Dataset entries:

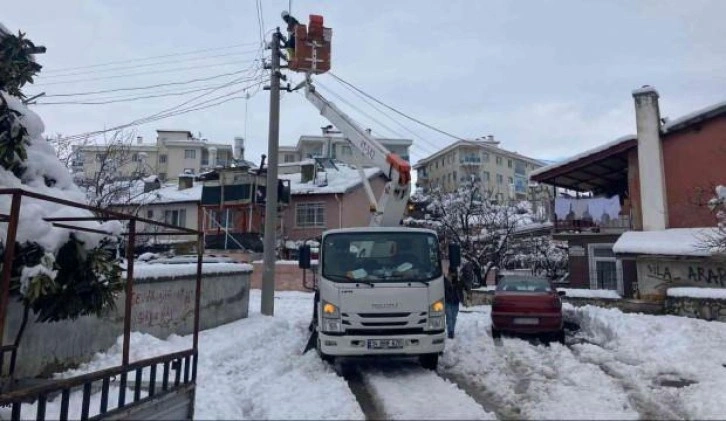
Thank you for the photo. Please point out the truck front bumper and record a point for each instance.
(362, 345)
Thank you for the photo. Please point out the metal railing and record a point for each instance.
(185, 360)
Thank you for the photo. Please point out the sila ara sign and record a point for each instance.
(656, 275)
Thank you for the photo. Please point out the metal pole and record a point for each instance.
(8, 259)
(130, 249)
(268, 274)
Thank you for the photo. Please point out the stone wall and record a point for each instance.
(699, 308)
(161, 307)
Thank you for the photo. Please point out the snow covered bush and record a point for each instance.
(57, 273)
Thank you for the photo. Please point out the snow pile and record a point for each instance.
(674, 242)
(524, 381)
(712, 293)
(249, 369)
(340, 181)
(672, 365)
(590, 293)
(41, 165)
(159, 270)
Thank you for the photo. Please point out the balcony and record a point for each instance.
(591, 215)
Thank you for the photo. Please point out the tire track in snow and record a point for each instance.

▶ [DIRECTIONS]
Each line from the one containing "Thank you for the photo. Please point out the sila" through the end of the entries, both included, is to be returned exactly, with no other lines.

▶ [RESULT OF THIS EXERCISE]
Thank you for the photo. Please point out the sila ara sign and record a point for each instance.
(656, 275)
Thank you for the photo. Please point out the metal pole and record a point for each instance.
(8, 259)
(130, 249)
(268, 274)
Thank you for the photo. Please point out the stone wall and record a point for each instance.
(699, 308)
(161, 307)
Thank you for the photo. Please point out the snow covered bush and record a point for each instance.
(57, 273)
Thank you for the photo. Please point out the snow pile and record a point for each instance.
(674, 242)
(524, 381)
(712, 293)
(249, 369)
(340, 181)
(672, 365)
(590, 293)
(41, 165)
(159, 270)
Thank you for the photo. Please point out the balcony and record a point for each instance.
(591, 215)
Thank you for the photo. Please point out the tire track in snow and record a point for each instance.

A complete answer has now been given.